■ **YOUR OBJECTIVE**
Report every line from the following entries that contains the string "sleeve".

=-=-=

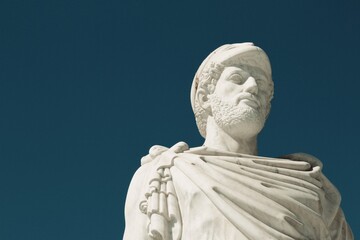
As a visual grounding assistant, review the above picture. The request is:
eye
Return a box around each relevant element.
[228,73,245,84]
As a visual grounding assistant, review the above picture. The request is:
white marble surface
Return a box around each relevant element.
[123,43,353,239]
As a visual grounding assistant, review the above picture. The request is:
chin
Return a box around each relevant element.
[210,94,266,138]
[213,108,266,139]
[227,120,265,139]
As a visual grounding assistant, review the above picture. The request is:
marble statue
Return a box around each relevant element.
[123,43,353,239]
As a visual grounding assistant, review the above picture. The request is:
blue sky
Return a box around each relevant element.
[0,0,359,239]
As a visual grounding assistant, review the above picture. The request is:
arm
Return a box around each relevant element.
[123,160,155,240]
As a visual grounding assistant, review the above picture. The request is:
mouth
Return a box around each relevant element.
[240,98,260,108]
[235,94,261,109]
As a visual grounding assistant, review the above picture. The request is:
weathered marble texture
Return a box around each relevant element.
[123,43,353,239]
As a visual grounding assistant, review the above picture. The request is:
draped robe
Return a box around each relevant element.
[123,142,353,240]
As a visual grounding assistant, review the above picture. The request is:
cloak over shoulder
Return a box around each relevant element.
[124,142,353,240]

=-=-=

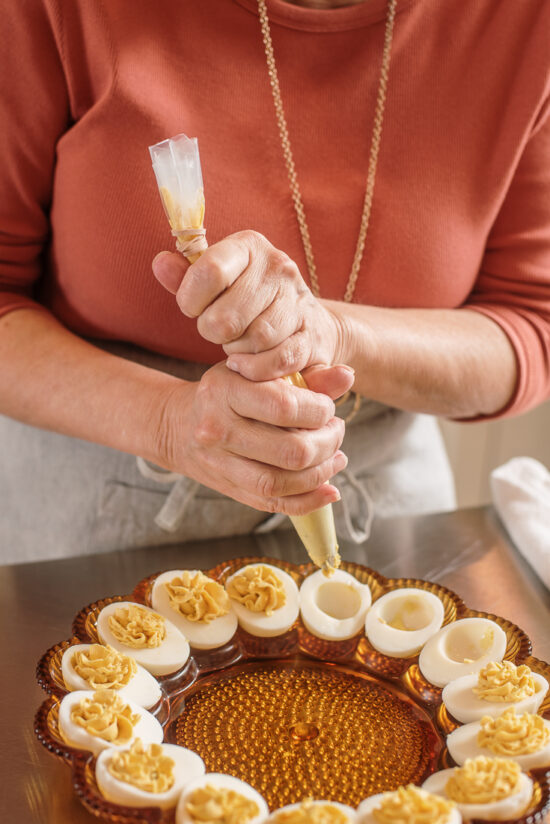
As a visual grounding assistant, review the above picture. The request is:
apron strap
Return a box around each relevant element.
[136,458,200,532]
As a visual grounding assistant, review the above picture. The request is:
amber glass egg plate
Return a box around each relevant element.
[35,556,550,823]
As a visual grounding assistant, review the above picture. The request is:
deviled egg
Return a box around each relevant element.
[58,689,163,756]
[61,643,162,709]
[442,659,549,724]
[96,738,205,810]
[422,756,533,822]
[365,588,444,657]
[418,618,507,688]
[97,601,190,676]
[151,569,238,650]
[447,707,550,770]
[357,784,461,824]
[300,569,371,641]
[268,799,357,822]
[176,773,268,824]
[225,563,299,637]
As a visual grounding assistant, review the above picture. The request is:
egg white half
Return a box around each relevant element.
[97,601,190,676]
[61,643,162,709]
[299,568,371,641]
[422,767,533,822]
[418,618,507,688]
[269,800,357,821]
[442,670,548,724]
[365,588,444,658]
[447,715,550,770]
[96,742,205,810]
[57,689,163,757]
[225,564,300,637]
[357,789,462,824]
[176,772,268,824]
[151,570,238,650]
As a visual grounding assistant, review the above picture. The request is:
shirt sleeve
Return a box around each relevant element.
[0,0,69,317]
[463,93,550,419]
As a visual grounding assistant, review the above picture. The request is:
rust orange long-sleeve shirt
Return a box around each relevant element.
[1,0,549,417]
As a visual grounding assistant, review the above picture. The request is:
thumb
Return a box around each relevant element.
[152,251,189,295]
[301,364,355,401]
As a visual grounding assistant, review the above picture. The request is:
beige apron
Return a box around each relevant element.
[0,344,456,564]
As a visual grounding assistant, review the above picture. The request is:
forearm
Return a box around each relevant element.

=-=-=

■ **TASK RESULT**
shirt sleeve
rust orange long-sleeve shirt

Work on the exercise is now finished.